Required task: Transcribe all of the material exactly. Any picture in it should be left out.

Provided data:
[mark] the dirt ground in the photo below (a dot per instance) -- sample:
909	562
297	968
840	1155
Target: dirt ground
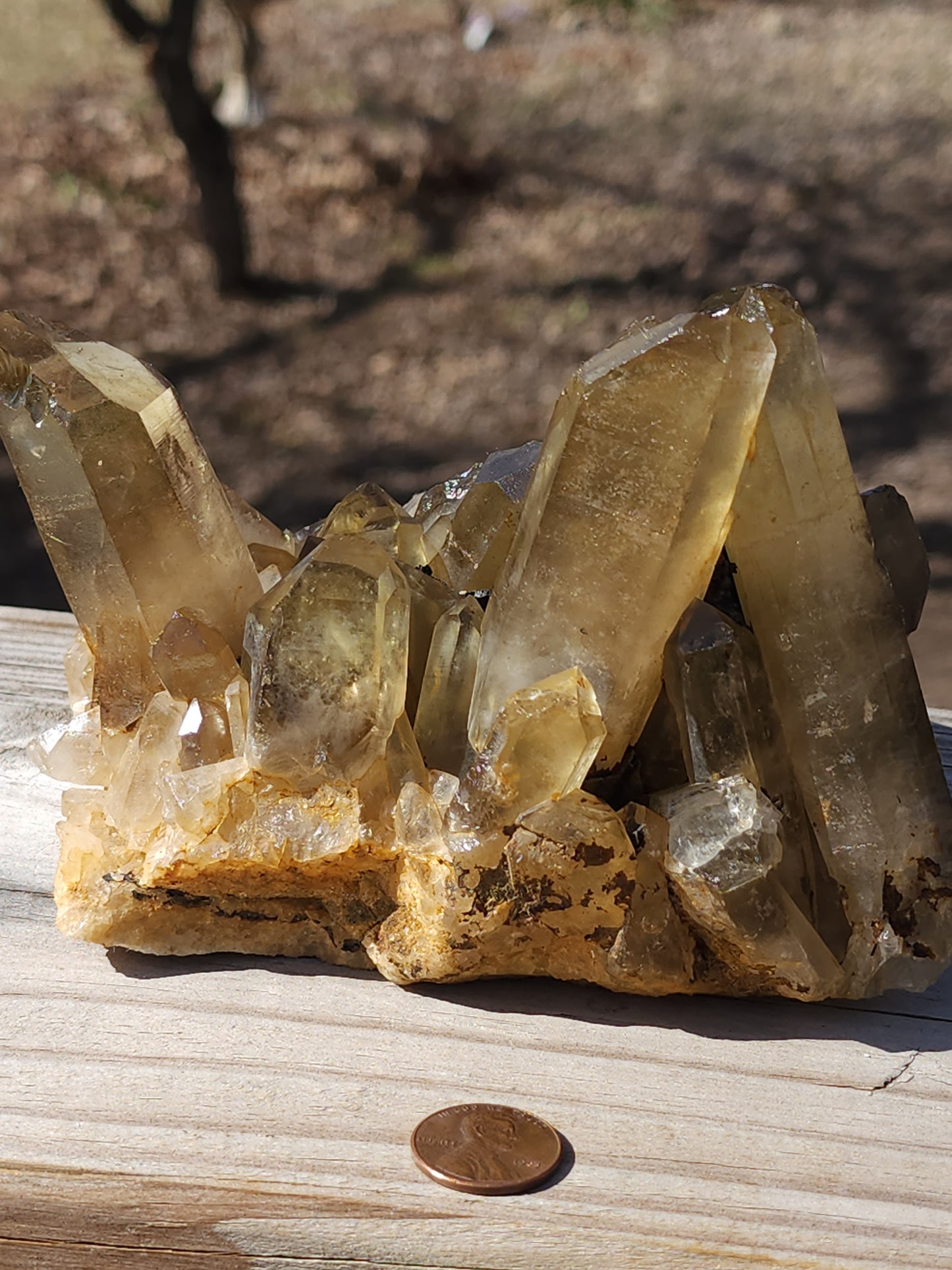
478	224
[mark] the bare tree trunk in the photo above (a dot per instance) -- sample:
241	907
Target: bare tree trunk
208	142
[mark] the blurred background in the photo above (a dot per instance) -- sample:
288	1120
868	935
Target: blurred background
439	211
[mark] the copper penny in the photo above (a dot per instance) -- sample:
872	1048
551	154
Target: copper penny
486	1148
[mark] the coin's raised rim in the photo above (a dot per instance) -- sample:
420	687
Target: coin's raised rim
489	1186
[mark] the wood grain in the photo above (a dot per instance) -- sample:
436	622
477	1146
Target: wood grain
244	1112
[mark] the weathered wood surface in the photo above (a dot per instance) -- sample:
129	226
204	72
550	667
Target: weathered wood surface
227	1112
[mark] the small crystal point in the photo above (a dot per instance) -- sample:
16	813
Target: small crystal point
470	521
371	512
540	748
192	660
328	658
899	549
603	533
447	686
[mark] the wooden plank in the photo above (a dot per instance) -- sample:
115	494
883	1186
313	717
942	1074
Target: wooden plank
225	1111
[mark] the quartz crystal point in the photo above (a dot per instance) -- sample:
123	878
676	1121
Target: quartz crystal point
371	512
730	728
470	521
541	747
130	509
841	672
899	549
626	513
327	650
723	855
446	693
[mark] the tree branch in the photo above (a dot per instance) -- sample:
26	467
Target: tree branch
134	24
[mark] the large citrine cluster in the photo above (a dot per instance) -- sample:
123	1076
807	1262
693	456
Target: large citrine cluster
634	707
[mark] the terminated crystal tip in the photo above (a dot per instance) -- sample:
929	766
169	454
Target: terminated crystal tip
682	749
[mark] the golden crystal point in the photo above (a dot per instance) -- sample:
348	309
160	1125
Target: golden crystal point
626	513
192	660
470	521
541	747
328	660
446	693
839	667
130	509
371	512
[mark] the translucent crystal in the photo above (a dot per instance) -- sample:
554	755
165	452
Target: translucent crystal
443	710
401	782
540	748
899	549
626	513
470	520
404	761
656	952
371	512
327	650
723	831
130	509
729	724
841	671
430	600
192	660
721	853
134	801
74	751
268	545
79	666
205	734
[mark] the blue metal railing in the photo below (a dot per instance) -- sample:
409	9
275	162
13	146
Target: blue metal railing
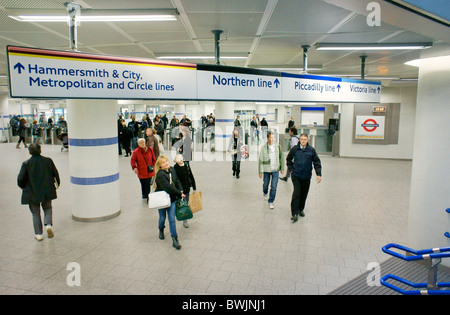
435	256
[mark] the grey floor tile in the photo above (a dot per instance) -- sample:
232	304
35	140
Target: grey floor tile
235	245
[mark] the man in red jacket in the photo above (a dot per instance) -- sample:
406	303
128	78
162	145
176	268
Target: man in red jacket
142	162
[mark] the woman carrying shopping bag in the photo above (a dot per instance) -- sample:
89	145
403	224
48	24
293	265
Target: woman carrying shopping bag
167	180
186	178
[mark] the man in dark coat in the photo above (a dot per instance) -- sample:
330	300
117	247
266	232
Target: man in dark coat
39	179
300	162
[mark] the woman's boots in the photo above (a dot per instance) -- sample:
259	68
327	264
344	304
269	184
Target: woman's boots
175	242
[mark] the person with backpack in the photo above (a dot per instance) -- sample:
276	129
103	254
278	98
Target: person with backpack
22	133
292	143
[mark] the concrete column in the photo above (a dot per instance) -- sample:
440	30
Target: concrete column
224	125
93	159
430	177
4	117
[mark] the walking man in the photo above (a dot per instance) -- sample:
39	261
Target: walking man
39	179
300	161
270	163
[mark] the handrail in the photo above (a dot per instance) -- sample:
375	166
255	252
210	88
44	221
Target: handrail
447	234
384	282
432	253
431	288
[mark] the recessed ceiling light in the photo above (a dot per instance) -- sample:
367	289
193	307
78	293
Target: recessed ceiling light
376	46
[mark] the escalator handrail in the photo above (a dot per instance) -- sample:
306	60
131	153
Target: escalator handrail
432	253
425	291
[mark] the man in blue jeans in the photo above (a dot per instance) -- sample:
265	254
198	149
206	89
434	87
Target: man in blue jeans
270	163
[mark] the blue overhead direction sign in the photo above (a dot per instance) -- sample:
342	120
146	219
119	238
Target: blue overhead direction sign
328	89
42	73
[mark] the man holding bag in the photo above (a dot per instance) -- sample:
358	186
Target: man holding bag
142	162
167	180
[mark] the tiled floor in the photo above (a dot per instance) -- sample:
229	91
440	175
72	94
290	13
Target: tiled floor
236	245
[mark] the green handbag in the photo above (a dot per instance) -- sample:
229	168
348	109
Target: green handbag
183	212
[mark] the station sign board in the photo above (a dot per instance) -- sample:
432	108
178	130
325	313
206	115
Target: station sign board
62	74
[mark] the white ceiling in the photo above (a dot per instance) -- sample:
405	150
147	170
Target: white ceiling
270	32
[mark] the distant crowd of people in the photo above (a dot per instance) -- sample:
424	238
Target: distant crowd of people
39	178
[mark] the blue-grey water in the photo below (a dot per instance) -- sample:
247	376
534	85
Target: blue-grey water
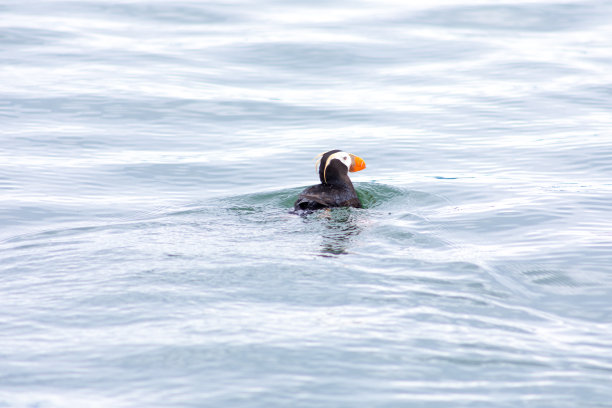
151	152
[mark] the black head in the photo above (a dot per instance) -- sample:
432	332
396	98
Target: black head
334	166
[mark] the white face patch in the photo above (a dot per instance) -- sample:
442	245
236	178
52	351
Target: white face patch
344	157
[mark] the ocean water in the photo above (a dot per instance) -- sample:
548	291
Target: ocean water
151	152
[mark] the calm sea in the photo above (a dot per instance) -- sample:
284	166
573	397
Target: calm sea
151	152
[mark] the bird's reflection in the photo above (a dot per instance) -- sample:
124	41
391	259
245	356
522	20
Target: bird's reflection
341	228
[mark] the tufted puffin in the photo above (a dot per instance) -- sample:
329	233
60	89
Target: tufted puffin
336	189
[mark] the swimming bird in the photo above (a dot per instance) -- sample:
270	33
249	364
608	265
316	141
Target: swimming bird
336	189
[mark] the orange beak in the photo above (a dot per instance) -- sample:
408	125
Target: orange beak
357	163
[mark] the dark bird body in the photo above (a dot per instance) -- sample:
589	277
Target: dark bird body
336	189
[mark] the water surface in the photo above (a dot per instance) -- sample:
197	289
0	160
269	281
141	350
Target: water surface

Task response:
[mark] the dirt ground in the photo below (a dot per instance) -- sample:
909	562
297	968
840	1155
Target: dirt ground
478	224
[mark] the bare tree trunk in the photo above (a dot per instance) -- sample:
241	907
Target: bare tree trunk
208	142
[mark] the blurred background in the photo above (a dot per instance) -- sample:
288	1120
868	935
Target: blurred background
439	211
[mark] the copper penny in the photo above (a dot per instance) -- sample:
872	1048
551	154
Target: copper penny
486	1148
[mark] the coin's raised rim in the photo above (a dot per instance) -- sample:
420	687
Target: coin's raised rim
489	1186
[mark] the wood grain in the photo above (a dot per instance) -- sample:
436	622
477	1146
Target: wood grain
244	1112
[mark] the weathered wood surface in the photo above (a dot per instance) -- sample:
129	226
204	72
550	667
Target: weathered wood surface
227	1112
[mark] the small crystal point in the photo above (a dot per instance) -- sample:
16	813
Target: small crystal point
470	521
371	512
540	748
192	660
328	658
899	549
603	533
447	686
[mark] the wooden plank in the photo above (a dot per instance) -- sample:
115	494
883	1186
313	717
942	1074
Target: wooden plank
225	1111
[mark] the quartz crystal point in the photo above (a dot per instance) -- sample:
123	878
676	1121
Target: quartz crystal point
371	512
730	728
470	521
541	747
130	509
841	672
899	549
626	513
327	650
723	855
446	693
[mark] the tree branch in the photo above (a dot per instance) -- sample:
26	467
Target: tree branch
134	24
[mark] the large citrine cluster in the photo above (a dot per instance) -- sample:
123	1076
807	1262
693	456
Target: large citrine cluster
634	707
[mark] the terminated crystal tip in the photo above (a dot per instance) -- sample:
929	766
169	454
Target: terminated crystal tip
682	749
[mark] the golden crystal point in the photo above (a dot per instance) -- sample:
348	309
160	1125
Target: golden crystal point
626	513
192	660
470	521
541	747
328	660
446	693
839	667
130	509
371	512
[mark] the translucent crystal in the photo above (a dot per instance) -- sample:
554	755
165	452
Target: translucent crystal
443	710
401	782
540	748
899	549
626	513
470	520
404	761
656	952
371	512
327	650
723	831
130	509
729	724
841	671
430	600
192	660
721	853
134	801
74	751
268	545
79	666
205	734
[mark] the blue metal railing in the photo below (a dot per instance) -- sample:
409	9
275	162
13	146
Target: blue metal railing
435	256
[mark] the grey floor tile in the photo above (a dot per instance) -- sample:
232	304
35	140
Target: grey floor tile
235	245
[mark] the man in red jacket in the photo above (a dot per instance) -- sample:
406	303
128	78
162	145
176	268
Target: man in red jacket
142	162
[mark] the woman carrying shopping bag in the photo above (a dot per instance) -- sample:
89	145
403	224
48	24
293	265
Target: woman carrying shopping bag
167	180
186	178
[mark] the man in dark coat in the photo above (a dot per instance) -- sample:
330	300
117	247
266	232
Target: man in dark coat
39	179
300	162
[mark] the woman's boots in the photo above (a dot per instance) -- sample:
259	68
327	264
344	304
269	184
Target: woman's boots
175	242
[mark] the person with backpack in the photo above (a dot per instance) -- sample:
276	129
103	254
278	98
Target: person with backpack
22	133
292	143
[mark] the concrete column in the photo above (a dot per instance) -- sample:
440	30
Target: concrete column
224	125
93	159
430	177
4	117
[mark] the walking man in the photo above (a dot per instance) -- sample:
39	261
Target: walking man
39	179
300	161
270	163
[mark] the handrail in the photo above (a dot per instance) -- sample:
375	166
255	252
210	88
44	221
Target: handrail
447	234
384	282
432	253
431	288
[mark] the recessed ceiling light in the photo above (a dot per instance) -- sample:
367	289
193	307
78	293
Target: recessed ceiling light
376	46
[mark] the escalator handrail in the photo above (a dot per instance) -- sample:
306	60
131	153
Target: escalator handrail
432	253
425	291
[mark] the man in blue jeans in the photo above (a dot per instance) -- sample:
265	254
198	149
206	89
434	87
Target: man in blue jeans
270	163
[mark] the blue overhead direction sign in the photo above (a dot per instance) -- sample:
342	120
146	219
119	238
Target: blue overhead direction sign
328	89
42	73
[mark] the man holding bag in the photo above (a dot per instance) -- sample:
358	186
Target: man holding bag
142	162
167	180
[mark] the tiled floor in the photo above (a dot per instance) -- sample:
229	91
440	175
72	94
290	13
Target: tiled floor
236	245
[mark] the green handbag in the photo above (a dot per instance) -- sample:
229	168
348	109
Target: green handbag
183	212
[mark] the station sign board in the photo above (a dot per instance) -- sample:
432	108
178	130
325	313
206	115
Target: station sign board
62	74
[mark] the white ceiling in the photo above (a dot per instance) -- sample:
405	150
147	170
Target: white ceiling
270	32
[mark] the distant crowd of people in the photo above (a dot per instance) -- sample:
424	238
Target: distant crowd of people
39	178
[mark] the blue-grey water in the photo below (a dot per instance) -- sample:
247	376
534	85
Target: blue-grey water
151	152
[mark] the black head in the photo above (a dot per instance) -- sample:
432	332
396	98
Target: black head
334	166
[mark] the white face patch in the photo above (a dot per instance) -- sample:
442	245
236	178
52	351
Target: white face patch
344	157
[mark] the ocean water in the photo above (a dot per instance) -- sample:
548	291
Target: ocean water
151	152
[mark] the calm sea in the photo above (a dot per instance) -- sample:
284	166
573	397
Target: calm sea
151	152
[mark] the bird's reflection in the photo above (a dot per instance) -- sample:
124	41
391	259
245	356
522	20
Target: bird's reflection
341	228
[mark] the tufted puffin in the photo above (a dot per instance) -- sample:
329	233
60	89
Target: tufted puffin
336	189
[mark] the swimming bird in the photo above (a dot per instance) -- sample:
270	33
249	364
608	265
316	141
Target: swimming bird
336	189
[mark] the orange beak in the photo above (a dot per instance) -- sample:
408	125
Target: orange beak
357	163
[mark] the dark bird body in the photo above (a dot per instance) -- sample:
589	277
Target: dark bird body
336	189
[mark] the water surface in the photo above (a dot per instance) -- sample:
197	289
0	160
269	281
141	350
Target: water surface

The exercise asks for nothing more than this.